Output exactly the lines that run from the line with "# for each instance of the street lamp, put" to the end of the material, both ends included, and no other lines.

[Opening THE INPUT section]

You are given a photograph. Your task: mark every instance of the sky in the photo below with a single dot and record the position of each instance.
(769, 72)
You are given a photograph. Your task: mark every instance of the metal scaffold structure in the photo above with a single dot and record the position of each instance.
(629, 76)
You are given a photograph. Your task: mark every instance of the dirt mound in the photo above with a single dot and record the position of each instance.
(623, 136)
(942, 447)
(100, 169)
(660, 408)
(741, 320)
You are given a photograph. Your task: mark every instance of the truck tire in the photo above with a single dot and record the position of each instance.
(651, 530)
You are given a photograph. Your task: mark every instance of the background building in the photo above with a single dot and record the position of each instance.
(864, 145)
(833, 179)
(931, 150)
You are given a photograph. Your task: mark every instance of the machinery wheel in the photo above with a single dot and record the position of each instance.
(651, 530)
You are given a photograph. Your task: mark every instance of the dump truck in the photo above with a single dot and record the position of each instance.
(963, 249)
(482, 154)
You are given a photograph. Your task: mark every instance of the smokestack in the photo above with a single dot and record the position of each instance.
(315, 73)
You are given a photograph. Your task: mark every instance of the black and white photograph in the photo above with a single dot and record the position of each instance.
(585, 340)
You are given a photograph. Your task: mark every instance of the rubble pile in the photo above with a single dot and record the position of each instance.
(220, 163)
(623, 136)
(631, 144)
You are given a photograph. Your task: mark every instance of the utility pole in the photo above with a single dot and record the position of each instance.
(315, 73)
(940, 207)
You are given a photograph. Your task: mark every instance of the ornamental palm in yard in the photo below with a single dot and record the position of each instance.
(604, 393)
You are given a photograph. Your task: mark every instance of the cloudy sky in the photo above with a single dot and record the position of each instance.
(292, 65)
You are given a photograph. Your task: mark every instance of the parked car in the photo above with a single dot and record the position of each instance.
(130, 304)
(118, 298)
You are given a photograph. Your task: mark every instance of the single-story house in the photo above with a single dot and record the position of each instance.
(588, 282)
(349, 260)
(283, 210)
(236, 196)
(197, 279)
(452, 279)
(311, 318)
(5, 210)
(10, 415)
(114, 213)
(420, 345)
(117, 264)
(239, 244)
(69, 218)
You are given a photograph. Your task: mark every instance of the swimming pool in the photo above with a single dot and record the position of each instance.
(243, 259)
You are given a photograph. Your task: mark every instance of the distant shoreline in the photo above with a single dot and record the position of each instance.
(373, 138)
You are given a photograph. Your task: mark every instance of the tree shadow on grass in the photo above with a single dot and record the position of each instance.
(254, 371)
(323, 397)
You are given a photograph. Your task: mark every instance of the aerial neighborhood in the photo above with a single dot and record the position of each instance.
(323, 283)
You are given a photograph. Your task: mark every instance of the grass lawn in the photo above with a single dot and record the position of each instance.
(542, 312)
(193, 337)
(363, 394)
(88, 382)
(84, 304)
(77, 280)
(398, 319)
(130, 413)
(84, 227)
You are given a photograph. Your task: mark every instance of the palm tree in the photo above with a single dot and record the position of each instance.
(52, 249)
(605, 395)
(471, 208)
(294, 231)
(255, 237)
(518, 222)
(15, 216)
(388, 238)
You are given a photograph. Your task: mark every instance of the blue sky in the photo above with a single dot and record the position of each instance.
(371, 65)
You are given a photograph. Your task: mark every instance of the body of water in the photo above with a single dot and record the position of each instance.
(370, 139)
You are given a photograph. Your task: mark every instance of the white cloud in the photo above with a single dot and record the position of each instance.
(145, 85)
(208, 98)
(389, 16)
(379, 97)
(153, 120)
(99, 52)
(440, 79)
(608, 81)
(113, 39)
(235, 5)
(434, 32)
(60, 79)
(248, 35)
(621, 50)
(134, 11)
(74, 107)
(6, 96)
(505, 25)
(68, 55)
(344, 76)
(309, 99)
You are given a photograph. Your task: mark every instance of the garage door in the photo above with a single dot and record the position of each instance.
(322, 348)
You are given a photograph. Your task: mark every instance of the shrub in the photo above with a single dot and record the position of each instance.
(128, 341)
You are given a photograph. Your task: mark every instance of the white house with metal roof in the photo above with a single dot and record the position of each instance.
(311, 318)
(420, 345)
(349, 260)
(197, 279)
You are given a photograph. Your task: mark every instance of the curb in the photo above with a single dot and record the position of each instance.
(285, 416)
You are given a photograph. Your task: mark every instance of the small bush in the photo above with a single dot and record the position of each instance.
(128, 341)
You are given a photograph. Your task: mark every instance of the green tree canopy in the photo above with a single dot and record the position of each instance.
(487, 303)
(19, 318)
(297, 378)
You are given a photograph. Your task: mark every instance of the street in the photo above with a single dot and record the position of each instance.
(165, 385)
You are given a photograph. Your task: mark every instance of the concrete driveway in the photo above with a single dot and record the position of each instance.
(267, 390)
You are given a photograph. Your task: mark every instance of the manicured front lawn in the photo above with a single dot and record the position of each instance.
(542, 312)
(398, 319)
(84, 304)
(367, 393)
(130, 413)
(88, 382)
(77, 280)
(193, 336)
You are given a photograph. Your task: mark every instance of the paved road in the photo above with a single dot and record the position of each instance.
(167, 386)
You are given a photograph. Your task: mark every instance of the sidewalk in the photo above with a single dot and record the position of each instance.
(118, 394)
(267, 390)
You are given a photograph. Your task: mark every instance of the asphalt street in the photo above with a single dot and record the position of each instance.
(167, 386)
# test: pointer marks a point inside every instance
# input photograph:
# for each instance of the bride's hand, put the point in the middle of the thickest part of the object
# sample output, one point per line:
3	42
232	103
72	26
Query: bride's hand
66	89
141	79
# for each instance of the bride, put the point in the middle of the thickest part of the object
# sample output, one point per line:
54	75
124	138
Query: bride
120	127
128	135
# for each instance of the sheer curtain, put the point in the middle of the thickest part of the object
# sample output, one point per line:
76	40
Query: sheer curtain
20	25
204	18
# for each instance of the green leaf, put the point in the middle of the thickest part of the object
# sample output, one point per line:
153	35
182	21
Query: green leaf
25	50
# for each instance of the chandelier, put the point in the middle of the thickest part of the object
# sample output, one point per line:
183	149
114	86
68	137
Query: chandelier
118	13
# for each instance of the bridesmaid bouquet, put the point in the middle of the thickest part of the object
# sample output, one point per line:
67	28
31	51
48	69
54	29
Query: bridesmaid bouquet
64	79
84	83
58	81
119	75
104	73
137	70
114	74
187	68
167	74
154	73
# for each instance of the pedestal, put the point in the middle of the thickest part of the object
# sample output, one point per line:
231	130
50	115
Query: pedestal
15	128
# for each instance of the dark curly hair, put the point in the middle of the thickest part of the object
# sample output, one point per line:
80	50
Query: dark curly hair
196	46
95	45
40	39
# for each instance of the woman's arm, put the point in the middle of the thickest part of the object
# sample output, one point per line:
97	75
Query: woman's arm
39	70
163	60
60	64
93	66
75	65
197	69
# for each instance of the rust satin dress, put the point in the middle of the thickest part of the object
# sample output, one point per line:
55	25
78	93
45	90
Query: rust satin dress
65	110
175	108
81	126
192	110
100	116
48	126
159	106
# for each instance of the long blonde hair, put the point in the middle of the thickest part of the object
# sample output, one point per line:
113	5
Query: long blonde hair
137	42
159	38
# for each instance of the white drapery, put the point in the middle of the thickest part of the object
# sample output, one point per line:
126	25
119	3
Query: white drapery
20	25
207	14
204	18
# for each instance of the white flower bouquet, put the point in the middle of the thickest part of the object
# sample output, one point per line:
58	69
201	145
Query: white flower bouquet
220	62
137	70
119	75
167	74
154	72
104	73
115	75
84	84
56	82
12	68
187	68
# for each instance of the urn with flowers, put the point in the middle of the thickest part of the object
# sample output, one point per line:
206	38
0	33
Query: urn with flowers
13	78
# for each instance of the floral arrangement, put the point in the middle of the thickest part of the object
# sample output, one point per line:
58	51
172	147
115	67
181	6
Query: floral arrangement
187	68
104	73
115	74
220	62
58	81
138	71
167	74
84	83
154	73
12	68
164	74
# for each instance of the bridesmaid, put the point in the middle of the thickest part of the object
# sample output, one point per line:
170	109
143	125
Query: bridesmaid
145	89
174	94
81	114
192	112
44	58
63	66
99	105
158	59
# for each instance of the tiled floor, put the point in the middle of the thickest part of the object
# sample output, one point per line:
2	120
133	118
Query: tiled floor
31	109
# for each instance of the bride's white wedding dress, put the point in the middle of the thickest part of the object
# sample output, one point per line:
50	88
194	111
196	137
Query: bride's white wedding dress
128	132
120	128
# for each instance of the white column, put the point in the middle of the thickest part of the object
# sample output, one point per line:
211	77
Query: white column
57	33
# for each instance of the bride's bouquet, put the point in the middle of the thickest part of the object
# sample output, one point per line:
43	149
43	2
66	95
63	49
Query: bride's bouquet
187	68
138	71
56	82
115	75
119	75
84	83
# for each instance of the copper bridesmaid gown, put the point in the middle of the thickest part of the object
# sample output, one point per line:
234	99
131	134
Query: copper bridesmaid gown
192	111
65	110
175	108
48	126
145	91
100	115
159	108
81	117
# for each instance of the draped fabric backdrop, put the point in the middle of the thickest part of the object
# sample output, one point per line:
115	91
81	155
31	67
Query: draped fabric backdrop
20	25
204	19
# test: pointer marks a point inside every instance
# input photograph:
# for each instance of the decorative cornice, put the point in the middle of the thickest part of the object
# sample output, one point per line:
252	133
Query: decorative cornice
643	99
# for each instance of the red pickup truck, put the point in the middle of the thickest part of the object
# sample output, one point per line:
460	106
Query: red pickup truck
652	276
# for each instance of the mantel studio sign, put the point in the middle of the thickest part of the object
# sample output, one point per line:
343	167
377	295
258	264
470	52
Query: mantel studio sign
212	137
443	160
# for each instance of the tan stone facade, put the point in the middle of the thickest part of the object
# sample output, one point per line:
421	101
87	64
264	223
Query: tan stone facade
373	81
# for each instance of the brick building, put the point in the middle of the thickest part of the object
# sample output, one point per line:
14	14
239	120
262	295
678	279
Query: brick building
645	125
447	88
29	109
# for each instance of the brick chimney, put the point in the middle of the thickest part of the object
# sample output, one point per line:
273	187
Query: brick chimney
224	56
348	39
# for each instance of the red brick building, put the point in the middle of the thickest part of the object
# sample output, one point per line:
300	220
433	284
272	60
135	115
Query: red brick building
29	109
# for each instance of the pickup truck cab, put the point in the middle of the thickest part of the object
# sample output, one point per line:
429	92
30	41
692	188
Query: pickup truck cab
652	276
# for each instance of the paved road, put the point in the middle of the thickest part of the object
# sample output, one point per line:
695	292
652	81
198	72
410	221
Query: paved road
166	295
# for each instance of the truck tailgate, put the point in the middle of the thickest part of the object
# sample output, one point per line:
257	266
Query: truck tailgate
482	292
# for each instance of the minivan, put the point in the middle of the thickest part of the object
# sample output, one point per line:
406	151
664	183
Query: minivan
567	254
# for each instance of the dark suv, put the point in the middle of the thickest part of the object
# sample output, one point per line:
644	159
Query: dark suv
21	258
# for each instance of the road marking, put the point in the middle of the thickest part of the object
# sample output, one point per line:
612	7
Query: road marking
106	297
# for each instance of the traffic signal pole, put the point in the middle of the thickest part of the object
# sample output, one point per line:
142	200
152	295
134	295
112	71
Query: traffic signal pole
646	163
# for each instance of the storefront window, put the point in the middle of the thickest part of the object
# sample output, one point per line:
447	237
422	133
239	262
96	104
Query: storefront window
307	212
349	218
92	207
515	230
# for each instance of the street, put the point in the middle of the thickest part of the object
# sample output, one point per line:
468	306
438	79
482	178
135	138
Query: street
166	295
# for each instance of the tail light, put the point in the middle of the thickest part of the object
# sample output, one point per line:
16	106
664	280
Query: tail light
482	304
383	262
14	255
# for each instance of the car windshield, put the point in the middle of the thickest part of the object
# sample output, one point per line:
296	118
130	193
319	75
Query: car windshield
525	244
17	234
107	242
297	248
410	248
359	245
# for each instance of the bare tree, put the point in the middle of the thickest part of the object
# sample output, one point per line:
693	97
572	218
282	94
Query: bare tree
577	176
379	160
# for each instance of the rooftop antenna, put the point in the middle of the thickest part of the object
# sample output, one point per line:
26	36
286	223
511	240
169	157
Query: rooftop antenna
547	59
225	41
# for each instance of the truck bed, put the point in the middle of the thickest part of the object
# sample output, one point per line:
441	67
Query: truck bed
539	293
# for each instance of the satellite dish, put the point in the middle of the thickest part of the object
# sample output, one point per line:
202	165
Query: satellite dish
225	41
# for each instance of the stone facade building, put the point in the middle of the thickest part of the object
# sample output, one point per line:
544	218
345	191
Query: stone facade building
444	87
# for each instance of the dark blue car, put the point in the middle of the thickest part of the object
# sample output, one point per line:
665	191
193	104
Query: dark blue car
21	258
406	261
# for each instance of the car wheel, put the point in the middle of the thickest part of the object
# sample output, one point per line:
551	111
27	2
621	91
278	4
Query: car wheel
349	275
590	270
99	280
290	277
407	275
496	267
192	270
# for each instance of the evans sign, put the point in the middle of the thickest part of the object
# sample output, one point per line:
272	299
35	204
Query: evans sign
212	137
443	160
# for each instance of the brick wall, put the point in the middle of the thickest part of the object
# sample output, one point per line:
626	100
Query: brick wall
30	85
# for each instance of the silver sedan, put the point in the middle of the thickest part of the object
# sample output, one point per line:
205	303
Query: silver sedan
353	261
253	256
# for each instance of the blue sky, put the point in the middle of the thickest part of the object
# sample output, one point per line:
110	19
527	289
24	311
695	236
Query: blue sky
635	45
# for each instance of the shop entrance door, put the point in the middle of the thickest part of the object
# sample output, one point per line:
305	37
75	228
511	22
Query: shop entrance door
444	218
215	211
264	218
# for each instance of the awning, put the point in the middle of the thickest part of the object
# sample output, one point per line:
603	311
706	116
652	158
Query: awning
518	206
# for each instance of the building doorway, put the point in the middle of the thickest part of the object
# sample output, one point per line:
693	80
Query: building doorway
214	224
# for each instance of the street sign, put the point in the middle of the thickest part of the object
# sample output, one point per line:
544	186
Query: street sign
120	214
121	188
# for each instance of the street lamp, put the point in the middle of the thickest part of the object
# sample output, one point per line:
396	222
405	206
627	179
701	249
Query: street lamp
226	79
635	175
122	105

[Closing THE INPUT section]

**RESPONSE**
# for each instance of the street lamp, put the point in the middle of the thickest part of the object
# sample output, one point per line:
396	222
405	206
627	179
701	249
Query: street lamp
226	79
635	175
122	105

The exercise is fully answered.